• _Task to carry out_
Present the data once more in exactly its original form.

(Records from a data source)
--
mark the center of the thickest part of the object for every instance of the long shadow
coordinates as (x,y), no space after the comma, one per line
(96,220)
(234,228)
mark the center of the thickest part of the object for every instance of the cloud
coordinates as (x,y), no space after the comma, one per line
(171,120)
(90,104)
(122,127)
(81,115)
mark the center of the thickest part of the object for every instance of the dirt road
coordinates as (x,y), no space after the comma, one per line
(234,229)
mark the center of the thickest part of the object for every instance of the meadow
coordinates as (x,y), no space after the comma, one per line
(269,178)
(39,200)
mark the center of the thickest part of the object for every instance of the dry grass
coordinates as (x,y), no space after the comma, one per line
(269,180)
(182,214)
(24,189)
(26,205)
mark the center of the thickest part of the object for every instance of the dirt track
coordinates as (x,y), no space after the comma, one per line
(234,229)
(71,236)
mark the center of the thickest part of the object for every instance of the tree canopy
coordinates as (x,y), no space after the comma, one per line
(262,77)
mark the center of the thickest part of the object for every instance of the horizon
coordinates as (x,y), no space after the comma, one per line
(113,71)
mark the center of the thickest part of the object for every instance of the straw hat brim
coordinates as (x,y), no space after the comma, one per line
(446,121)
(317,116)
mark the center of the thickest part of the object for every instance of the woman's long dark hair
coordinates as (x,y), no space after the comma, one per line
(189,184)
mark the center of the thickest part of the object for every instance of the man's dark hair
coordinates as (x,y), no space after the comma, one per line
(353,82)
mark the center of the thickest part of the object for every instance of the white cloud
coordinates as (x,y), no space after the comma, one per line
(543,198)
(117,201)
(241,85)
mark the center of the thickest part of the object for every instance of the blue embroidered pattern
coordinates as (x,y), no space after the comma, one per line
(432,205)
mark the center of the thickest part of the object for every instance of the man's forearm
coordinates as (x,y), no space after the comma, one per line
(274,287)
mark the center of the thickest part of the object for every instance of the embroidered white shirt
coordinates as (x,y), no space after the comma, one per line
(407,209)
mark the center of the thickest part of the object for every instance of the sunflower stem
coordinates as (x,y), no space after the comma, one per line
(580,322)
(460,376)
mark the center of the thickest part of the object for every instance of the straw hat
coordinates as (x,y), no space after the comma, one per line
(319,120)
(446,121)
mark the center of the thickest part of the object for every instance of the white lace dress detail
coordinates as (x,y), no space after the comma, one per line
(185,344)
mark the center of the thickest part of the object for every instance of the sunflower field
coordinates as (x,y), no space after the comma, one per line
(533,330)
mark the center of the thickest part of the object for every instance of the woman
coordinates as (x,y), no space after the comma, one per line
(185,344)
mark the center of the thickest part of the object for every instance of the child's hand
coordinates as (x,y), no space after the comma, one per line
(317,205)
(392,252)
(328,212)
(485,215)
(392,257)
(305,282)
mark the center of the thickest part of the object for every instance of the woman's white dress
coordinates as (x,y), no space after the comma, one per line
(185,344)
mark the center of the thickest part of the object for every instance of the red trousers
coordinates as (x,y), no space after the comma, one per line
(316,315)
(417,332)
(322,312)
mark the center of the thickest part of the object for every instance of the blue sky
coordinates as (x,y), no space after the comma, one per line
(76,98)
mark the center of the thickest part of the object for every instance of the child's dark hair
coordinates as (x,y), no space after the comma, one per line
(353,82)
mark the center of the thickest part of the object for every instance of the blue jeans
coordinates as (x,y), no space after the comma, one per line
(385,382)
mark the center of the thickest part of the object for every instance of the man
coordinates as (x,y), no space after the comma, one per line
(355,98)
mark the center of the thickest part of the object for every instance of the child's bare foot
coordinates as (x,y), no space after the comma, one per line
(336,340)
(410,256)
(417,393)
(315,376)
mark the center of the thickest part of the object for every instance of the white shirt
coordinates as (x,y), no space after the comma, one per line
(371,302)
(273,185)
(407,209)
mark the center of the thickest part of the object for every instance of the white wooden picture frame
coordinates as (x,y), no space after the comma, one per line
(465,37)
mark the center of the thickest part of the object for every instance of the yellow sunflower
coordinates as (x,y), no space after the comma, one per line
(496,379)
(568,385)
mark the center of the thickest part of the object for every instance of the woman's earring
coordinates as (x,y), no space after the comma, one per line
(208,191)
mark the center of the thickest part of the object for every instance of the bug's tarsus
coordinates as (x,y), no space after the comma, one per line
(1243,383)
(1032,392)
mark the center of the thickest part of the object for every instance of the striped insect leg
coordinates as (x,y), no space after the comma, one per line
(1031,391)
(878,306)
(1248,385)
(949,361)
--
• _Full response_
mark the center of the thickest part of the object for every instance of the long shadow
coordinates as (x,y), no space after the comma, one per line
(96,220)
(234,228)
mark the center of the thickest part of the object for every instance of the cloud
coordinates as (x,y), no space after the comma, one per line
(171,120)
(90,104)
(122,127)
(81,115)
mark the center of the thickest part of the object for every instance of the dirt road
coordinates as (x,y), no space after the comma, one per line
(234,229)
mark the center of the thickest part of the object for every instance of the meadow
coordinates as (x,y), no space after the comma, one per line
(269,178)
(39,200)
mark the center of the thickest part of the object for every instance of the dry grass
coordinates as (x,y), no space after the comma, one per line
(269,180)
(182,214)
(24,189)
(26,205)
mark the center of the thickest part of the object for every instance of the dirt track
coordinates as (x,y), no space after the comma, one per line
(234,229)
(71,236)
mark the center of the thickest part of the object for every instance of the tree canopy
coordinates as (x,y), no space after the comma, one per line
(262,77)
mark the center of the thickest part of the object for every instance of the horizon
coordinates as (x,y), no space after the comma, one per line
(113,71)
mark the center of the thickest part of the object for every instance of the straw hat brim
coordinates as (x,y), no space after the comma, one per line
(446,121)
(317,116)
mark the center of the thickest part of the object for every instance of the woman's long dark hair
coordinates as (x,y), no space after the comma, one per line
(189,184)
mark the center of the thickest part of the object for every instance of the man's dark hair
coordinates as (x,y), no space after the comma, one per line
(353,82)
mark the center of the thickest part of the object for every instance of the white cloud
coordinates as (x,y), no space after the comma, one per line
(543,198)
(117,201)
(241,85)
mark the center of the thickest part of the object for every instance of the blue embroidered pattern
coordinates as (x,y), no space after the comma, one per line
(432,205)
mark the center of the thickest part of the object for every instance of the man's forearm
coordinates as (x,y), no space after the comma, one per line
(274,287)
mark the center of the thickest part of the object for every instance of the embroidered white shirt
coordinates as (x,y), no space after the comma, one per line
(407,209)
mark the center of the thickest part of the object for every instance of the sunflower stem
coordinates as (x,y), no space after the comma, one per line
(580,322)
(460,376)
mark the center of the thickest part of the object for every instance of the straw hat
coordinates as (x,y), no space after the comma, one per line
(319,120)
(446,121)
mark the center of the thickest part of the object for every instance of the white lace dress detail
coordinates as (x,y), no space after the comma, one per line
(185,344)
mark the center of the thickest part of the object for every instance of the sunflower field
coordinates as (x,y), no space after the comma, one per line
(533,330)
mark the center of the thickest part of the object for every instance of the woman
coordinates as (x,y), no space after the comma, one per line
(185,344)
mark the center of the thickest part of the object for every instance of the child's hand
coordinates as (x,y), no space after the comma, one per line
(317,205)
(392,252)
(328,212)
(485,215)
(392,257)
(305,282)
mark the center of the thickest part of the object for every instance of the woman's white dress
coordinates as (x,y), no space after the comma, one per line
(185,344)
mark the center of the thickest part of the object for every instance of the red trousers
coordinates as (x,y), no space after the comma, one per line
(316,315)
(417,332)
(322,312)
mark the center of the thickest part of the object for every instance of the blue sky
coordinates as (x,y), no space after the comma, one per line
(76,98)
mark the center of the thickest part of the object for every instance of the child's dark hair
coordinates as (x,y), no space after the comma, one per line
(353,82)
mark the center of the thickest part of the object for every instance of the blue jeans
coordinates as (x,y), no space after the comma, one per line
(385,382)
mark the center of the thickest part of the object for every instance of the man
coordinates as (x,y), no space after the comma, one per line
(355,98)
mark the center of the thickest part of the object for every instance of the child's bare foot
coordinates as (x,y), no space after the comma, one per line
(336,340)
(410,256)
(417,393)
(315,376)
mark the center of the thickest part of the object for every instance of the white shirt
coordinates as (x,y), no space after the comma, one per line
(371,302)
(273,185)
(407,209)
mark the center of the thickest part of the object for every instance of the white wooden picture frame
coordinates as (x,y), no space after the comma, one per line
(465,37)
mark the center of the thickest part of the object for every instance of the yellow sunflower
coordinates as (x,y), no space after the comma, one per line
(496,379)
(568,385)
mark the center of the thickest part of the object for every instance of the woman's earring
coordinates as (x,y), no space after the comma, one per line
(208,191)
mark the center of the thickest part of the object for every instance of the bug's tarsus
coordinates as (x,y), no space after the comma, one per line
(1243,383)
(1032,392)
mark the center of the thickest part of the object for every instance of the striped insect leg
coordinates as (x,y), no space after the comma, one per line
(1031,391)
(878,306)
(1248,385)
(949,361)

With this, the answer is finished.